■ Exercise details ■
Give back exactly the lines that run from the line containing "[locate] hillside (one" through the end of the listing below. Leave out every other line.

■ Input for this task ■
+---+

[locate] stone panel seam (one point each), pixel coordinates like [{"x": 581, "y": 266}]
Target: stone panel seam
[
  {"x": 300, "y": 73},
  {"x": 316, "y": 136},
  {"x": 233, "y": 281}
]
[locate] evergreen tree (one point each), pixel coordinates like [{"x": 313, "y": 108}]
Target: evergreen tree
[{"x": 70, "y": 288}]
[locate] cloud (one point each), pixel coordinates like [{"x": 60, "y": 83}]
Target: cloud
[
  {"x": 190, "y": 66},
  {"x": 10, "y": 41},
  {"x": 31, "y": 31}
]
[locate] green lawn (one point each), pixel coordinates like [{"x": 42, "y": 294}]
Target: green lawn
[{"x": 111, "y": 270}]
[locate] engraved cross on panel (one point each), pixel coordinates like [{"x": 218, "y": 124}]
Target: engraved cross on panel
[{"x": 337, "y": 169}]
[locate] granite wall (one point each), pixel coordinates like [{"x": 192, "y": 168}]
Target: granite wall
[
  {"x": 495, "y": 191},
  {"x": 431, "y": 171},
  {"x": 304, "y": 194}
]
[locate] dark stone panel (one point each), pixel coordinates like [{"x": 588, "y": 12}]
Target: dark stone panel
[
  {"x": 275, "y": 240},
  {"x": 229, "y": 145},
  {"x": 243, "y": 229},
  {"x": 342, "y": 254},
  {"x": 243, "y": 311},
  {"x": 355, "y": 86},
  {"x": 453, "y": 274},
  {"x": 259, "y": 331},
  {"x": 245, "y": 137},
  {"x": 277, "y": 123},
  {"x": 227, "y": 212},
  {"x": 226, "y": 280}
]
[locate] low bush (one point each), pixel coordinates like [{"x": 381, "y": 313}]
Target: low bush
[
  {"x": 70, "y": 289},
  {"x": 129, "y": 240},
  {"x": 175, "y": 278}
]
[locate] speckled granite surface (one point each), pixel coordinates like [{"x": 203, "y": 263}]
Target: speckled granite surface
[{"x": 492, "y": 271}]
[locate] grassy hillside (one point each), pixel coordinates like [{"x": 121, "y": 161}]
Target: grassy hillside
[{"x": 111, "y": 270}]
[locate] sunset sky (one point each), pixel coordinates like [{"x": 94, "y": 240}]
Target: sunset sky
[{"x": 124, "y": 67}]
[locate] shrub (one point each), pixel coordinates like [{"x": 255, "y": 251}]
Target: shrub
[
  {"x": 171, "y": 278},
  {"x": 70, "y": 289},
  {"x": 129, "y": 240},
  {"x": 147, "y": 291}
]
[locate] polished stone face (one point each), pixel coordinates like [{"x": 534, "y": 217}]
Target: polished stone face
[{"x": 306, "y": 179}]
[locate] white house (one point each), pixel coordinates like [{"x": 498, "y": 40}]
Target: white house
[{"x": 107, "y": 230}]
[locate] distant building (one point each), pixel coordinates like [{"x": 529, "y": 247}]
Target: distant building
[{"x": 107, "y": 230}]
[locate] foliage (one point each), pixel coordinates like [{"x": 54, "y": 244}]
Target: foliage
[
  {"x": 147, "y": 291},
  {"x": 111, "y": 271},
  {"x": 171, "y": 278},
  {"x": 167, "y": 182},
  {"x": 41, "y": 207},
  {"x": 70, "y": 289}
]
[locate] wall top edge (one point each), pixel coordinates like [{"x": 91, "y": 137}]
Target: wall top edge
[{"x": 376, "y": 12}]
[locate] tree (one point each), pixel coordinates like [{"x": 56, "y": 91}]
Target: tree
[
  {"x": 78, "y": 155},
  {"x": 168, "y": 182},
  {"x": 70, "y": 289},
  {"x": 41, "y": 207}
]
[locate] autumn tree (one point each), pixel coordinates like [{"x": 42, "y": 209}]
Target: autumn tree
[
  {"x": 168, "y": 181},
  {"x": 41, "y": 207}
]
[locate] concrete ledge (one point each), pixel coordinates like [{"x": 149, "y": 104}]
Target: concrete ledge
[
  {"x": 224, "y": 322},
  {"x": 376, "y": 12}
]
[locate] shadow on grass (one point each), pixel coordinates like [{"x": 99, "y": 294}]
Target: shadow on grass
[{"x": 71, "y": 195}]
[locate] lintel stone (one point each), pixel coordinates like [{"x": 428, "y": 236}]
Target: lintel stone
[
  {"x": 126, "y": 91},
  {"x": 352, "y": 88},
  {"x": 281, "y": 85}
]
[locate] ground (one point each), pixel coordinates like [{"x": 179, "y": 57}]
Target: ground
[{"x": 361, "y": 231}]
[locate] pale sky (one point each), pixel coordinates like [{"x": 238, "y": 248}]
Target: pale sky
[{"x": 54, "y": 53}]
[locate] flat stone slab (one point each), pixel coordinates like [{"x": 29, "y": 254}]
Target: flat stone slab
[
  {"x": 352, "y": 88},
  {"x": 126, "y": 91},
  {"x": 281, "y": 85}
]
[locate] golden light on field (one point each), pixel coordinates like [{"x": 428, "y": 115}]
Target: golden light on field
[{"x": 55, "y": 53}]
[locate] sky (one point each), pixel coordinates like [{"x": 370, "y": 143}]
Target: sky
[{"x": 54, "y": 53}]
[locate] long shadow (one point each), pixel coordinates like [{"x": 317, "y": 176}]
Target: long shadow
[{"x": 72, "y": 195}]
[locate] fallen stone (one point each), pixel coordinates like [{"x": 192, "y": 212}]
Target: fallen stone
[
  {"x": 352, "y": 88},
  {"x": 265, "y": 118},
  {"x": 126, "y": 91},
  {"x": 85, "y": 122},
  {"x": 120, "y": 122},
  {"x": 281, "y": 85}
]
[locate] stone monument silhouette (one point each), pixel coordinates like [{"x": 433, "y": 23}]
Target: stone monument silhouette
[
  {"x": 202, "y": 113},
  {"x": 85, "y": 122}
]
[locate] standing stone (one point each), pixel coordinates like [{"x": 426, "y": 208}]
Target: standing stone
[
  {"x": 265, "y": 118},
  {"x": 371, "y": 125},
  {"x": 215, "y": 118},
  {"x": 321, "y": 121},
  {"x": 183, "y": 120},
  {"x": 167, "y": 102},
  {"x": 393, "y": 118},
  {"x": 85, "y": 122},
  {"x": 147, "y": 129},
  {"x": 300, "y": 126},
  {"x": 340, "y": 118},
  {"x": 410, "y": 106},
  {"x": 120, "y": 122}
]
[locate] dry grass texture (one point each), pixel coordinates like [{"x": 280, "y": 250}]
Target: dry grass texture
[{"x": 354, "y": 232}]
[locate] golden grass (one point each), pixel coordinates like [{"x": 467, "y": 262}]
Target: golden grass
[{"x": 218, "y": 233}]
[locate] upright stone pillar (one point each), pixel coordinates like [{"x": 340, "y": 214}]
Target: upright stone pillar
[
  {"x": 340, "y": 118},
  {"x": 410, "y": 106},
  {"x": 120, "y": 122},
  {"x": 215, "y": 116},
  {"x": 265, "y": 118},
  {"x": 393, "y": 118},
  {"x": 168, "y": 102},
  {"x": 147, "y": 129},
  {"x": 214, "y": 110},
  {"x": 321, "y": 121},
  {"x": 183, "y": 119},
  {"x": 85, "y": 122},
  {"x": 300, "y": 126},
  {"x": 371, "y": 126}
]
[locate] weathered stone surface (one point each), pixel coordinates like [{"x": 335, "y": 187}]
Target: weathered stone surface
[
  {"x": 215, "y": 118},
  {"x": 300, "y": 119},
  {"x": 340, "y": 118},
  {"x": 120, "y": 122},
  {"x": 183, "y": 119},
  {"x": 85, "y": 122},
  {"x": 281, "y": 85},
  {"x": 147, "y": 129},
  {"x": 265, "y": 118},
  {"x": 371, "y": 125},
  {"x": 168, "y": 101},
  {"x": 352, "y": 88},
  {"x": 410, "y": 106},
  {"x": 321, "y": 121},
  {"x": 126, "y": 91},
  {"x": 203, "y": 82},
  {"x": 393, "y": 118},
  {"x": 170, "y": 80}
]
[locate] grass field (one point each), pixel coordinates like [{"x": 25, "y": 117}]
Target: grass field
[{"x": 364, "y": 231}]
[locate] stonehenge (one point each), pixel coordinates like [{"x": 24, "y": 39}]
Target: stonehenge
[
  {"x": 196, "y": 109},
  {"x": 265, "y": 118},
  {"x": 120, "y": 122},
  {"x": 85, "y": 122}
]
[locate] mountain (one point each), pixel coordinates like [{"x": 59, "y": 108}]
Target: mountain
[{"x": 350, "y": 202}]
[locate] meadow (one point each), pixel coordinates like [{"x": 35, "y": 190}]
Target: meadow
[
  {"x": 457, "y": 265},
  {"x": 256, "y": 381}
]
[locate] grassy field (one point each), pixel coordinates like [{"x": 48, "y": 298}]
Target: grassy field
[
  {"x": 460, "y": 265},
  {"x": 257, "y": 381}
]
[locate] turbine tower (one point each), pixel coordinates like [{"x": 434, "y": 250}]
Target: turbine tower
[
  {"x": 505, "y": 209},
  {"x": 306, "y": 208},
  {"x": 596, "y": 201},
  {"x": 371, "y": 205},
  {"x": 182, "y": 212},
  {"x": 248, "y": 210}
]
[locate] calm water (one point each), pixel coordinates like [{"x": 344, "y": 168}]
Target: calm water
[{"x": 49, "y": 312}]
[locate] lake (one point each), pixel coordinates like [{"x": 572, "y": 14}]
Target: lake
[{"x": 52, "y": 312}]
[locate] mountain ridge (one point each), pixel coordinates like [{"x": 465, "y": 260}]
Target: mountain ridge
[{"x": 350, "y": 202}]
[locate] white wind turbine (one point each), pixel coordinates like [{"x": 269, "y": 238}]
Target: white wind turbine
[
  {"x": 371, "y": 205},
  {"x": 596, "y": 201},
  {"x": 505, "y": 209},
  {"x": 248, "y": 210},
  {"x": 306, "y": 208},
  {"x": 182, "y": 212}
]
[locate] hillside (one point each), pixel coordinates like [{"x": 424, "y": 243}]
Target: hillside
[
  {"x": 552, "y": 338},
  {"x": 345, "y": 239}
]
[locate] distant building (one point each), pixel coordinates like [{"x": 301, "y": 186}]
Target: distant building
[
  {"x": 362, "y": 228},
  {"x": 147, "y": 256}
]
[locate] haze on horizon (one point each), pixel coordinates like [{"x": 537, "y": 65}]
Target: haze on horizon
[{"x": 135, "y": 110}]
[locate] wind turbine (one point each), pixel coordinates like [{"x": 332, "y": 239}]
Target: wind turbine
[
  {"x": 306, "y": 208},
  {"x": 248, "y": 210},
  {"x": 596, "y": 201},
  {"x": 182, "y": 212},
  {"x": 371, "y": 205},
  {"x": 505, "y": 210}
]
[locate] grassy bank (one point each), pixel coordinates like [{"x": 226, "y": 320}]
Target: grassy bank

+---+

■ Exercise solution ■
[locate] hillside (one point each), pixel coordinates like [{"x": 424, "y": 243}]
Target: hillside
[
  {"x": 552, "y": 338},
  {"x": 345, "y": 239}
]
[locate] distant building (one point each), pixel coordinates like [{"x": 301, "y": 186}]
Target: distant building
[
  {"x": 362, "y": 228},
  {"x": 147, "y": 256}
]
[locate] haze on horizon (one point each), pixel coordinates like [{"x": 537, "y": 65}]
Target: haze on horizon
[{"x": 135, "y": 110}]
[locate] wind turbine (one point each), pixel coordinates like [{"x": 332, "y": 239}]
Target: wind turbine
[
  {"x": 306, "y": 208},
  {"x": 248, "y": 210},
  {"x": 596, "y": 201},
  {"x": 182, "y": 212},
  {"x": 371, "y": 205},
  {"x": 505, "y": 210}
]
[locate] grassy bank (one point each), pixel coordinates like [{"x": 226, "y": 320}]
Target: grassy bank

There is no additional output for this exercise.